TASK DIRECTIONS =
Only the lines from the one that contains "# find one point" through the last line of the data below should be duplicated, exactly and without pictures.

----------------------------------------

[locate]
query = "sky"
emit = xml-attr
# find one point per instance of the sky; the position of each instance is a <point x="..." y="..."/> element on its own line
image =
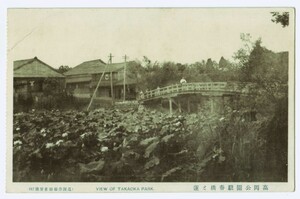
<point x="72" y="36"/>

----------------------------------------

RESPONSE TO THIS EXERCISE =
# find one point per instance of the sky; the position of each instance is a <point x="..." y="..."/> element on its own line
image =
<point x="72" y="36"/>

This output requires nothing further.